───── EXCERPT PROVIDED

Route information
- Length: 75.7 km (47.0 mi) Planned: 84.7 km (52.6 mi) including 9 km (5.6 mi) near Prague

Major junctions
- From: D0 in Prague
- To: Nová Hospoda, interchange with I/20

Location
- Country: Czech Republic
- Regions: Prague, Central Bohemian, South Bohemian
- Major cities: Prague, Dobříš, Příbram, Písek

Highway system
- Highways in the Czech Republic;
| ← D3 |  | → D5 |

= D4 motorway (Czech Republic) =

Motorway in the Czech Republic

D4 motorway (Dálnice D4) connects Prague and the western half of the South Bohemian Region. It follows the route of the historic Golden Trail and continues as I/4 highway. A total of 75.7 km is in operation.

The motorway starts near Jíloviště. The previous sections of highway I/4 is a dual carriageway but is not signposted as a motorway as it lacks an accompanying road and there are direct property accesses.

The motorway ends at Nová Hospoda junction near Třebkov where the main carriageway continues as highway I/20 towards Písek and České Budějovice. Highway I/4 splits from this junction as a single carriageway towards Strakonice and Bavaria.

──────────
───── EXCERPTED RECORDS

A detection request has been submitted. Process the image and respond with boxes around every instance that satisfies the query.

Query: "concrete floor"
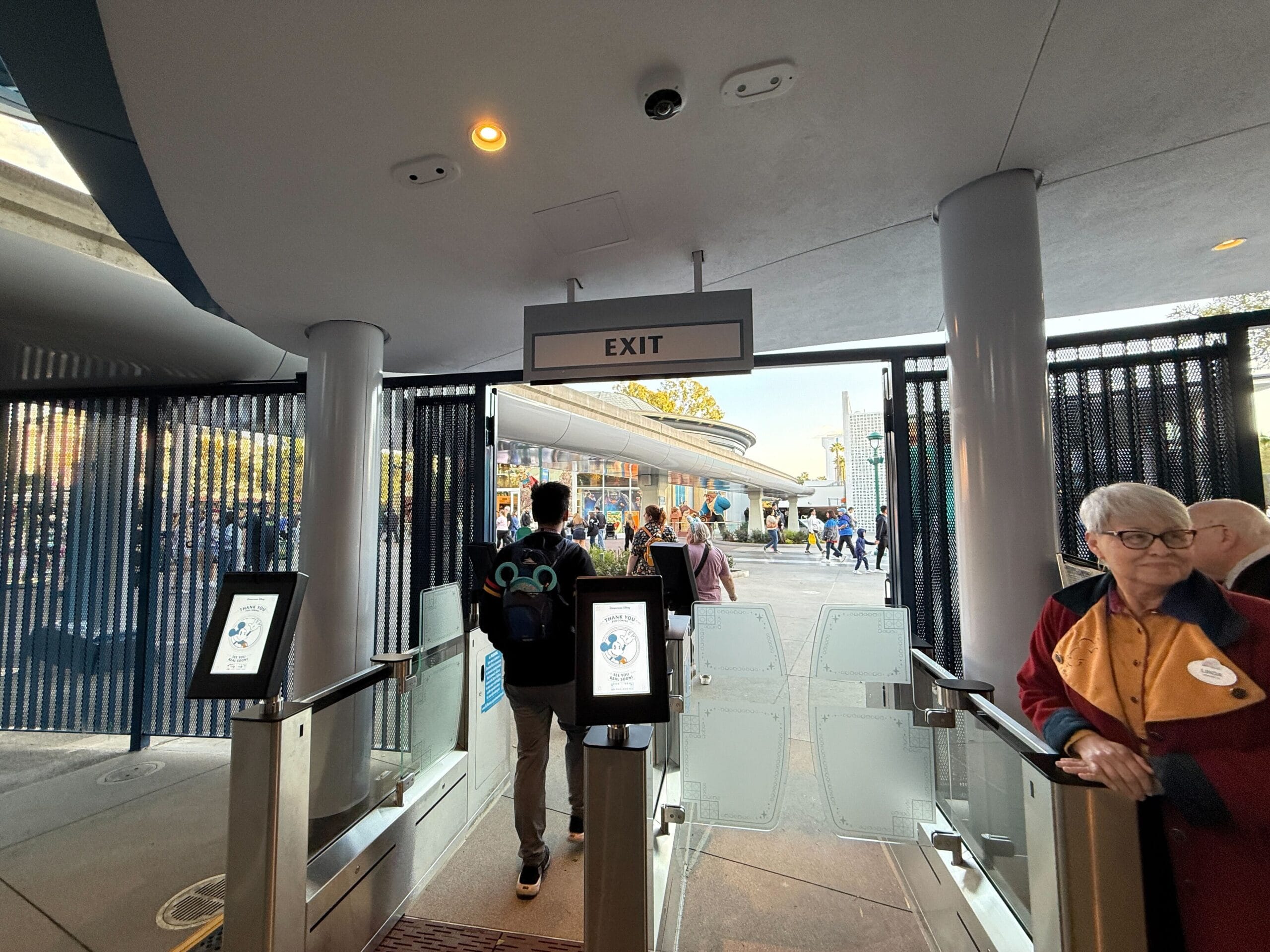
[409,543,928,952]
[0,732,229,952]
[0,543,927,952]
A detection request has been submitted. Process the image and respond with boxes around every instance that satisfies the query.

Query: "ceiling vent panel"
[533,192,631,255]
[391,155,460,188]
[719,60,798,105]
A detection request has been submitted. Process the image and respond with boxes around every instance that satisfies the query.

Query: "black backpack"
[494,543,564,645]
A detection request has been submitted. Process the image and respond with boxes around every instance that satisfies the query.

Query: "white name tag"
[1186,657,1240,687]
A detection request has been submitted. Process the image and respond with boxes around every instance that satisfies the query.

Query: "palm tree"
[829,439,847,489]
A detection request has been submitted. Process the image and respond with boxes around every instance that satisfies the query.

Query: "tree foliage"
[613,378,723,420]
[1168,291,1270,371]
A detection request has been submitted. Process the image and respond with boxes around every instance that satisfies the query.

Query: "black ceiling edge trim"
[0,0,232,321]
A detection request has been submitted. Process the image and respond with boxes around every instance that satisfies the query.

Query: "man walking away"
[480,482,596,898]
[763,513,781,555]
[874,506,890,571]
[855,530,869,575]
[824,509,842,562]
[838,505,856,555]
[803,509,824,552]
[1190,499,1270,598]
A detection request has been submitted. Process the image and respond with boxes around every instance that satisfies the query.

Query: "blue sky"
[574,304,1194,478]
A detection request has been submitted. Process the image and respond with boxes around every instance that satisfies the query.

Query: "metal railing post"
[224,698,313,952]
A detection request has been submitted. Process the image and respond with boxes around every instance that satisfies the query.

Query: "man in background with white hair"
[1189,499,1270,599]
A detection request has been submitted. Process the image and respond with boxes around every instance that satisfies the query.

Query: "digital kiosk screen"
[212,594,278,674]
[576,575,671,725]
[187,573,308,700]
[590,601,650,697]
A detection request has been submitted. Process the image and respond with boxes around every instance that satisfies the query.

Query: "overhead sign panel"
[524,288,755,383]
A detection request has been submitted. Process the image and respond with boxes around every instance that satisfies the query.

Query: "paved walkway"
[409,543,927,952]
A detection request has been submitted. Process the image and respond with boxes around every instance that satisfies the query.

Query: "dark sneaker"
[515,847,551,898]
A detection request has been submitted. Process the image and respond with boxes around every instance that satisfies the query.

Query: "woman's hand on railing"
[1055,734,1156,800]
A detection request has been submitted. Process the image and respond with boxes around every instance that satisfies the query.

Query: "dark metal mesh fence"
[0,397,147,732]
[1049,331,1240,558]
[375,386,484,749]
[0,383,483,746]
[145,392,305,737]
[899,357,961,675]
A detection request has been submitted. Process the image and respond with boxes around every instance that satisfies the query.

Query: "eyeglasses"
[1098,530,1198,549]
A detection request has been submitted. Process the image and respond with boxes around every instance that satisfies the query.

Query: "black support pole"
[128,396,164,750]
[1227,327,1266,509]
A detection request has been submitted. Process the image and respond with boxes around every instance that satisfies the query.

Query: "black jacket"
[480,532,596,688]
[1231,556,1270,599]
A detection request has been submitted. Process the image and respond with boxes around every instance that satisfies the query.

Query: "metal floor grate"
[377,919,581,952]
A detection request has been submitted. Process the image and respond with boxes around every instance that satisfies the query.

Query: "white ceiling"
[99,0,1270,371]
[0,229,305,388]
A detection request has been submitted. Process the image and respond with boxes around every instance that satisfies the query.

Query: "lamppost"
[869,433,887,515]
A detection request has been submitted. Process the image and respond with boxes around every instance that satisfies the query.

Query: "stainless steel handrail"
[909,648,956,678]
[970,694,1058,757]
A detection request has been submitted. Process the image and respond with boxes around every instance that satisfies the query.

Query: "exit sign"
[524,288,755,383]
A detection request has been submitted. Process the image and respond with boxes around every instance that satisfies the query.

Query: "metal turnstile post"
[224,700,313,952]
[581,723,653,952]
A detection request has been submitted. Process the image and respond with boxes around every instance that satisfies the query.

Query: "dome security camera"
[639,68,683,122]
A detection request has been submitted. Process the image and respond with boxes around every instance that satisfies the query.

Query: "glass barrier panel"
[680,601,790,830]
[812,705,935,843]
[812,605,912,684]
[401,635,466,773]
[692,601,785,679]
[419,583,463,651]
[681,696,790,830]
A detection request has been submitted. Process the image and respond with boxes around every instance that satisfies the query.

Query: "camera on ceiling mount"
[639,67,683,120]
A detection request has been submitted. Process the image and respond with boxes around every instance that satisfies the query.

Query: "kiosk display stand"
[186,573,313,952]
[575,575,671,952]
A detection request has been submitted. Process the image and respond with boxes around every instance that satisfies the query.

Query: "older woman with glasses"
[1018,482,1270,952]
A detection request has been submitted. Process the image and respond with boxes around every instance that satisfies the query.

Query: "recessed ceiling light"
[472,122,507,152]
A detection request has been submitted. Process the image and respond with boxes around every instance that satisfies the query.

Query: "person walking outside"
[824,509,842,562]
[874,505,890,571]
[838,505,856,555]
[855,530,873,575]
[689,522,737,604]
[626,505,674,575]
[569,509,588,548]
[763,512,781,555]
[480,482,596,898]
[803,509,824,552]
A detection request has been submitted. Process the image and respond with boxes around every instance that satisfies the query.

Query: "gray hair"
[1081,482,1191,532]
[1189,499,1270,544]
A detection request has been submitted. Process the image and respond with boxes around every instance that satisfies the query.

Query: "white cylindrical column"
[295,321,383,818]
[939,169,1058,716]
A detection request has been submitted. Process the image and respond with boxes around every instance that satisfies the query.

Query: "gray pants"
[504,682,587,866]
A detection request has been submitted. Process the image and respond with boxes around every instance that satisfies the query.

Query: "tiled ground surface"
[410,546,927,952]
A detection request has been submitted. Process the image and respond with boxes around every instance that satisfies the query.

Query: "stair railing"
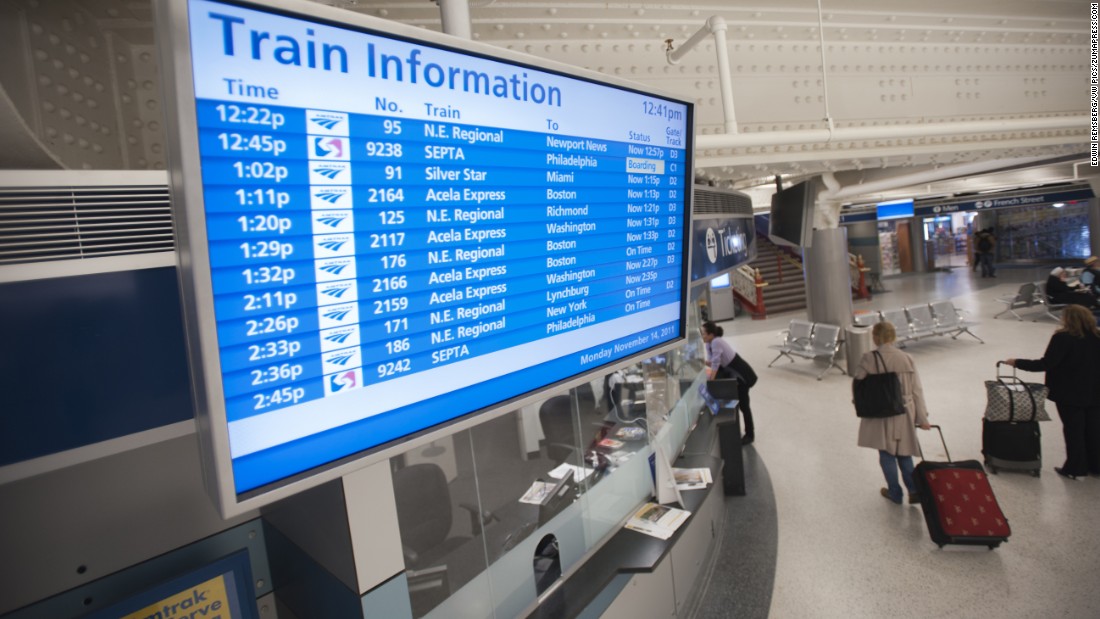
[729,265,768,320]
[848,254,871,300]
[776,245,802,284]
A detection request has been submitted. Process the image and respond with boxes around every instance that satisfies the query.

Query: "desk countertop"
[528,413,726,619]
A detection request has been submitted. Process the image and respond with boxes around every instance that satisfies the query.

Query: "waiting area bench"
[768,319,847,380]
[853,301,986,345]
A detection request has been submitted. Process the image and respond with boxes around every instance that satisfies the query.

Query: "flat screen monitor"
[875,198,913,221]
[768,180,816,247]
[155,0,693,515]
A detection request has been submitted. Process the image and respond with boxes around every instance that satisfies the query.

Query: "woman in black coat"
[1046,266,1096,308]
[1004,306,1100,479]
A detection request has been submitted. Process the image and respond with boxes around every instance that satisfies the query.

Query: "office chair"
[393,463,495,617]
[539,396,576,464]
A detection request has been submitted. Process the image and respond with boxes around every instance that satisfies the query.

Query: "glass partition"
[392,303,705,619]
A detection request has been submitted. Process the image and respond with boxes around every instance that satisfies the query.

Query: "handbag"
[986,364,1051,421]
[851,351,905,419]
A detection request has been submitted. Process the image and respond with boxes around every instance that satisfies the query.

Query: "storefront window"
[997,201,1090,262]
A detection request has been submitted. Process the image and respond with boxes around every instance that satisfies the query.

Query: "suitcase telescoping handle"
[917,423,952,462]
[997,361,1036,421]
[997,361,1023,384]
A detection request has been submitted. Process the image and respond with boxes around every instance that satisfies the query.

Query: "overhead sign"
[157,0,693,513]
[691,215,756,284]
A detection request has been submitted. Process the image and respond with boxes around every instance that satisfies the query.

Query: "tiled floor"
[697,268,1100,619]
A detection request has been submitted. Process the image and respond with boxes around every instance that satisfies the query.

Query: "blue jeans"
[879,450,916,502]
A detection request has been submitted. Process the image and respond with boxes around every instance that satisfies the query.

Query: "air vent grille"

──────────

(EXERCISE REQUIREMENTS)
A. Copy the part of the D4 motorway article that begins with the words "D4 motorway (Dálnice" and ends after the words "is in operation.".
B. Answer these questions using the D4 motorway article:
(i) Which regions does the motorway's location list?
(ii) Near which place does the motorway start?
(iii) At Nová Hospoda junction, which highway does the main carriageway continue as?

(RESPONSE LIST)
A.
D4 motorway (Dálnice D4) connects Prague and the western half of the South Bohemian Region. It follows the route of the historic Golden Trail and continues as I/4 highway. A total of 75.7 km is in operation.

B.
(i) Prague, Central Bohemian, and South Bohemian.
(ii) Jíloviště.
(iii) Highway I/20.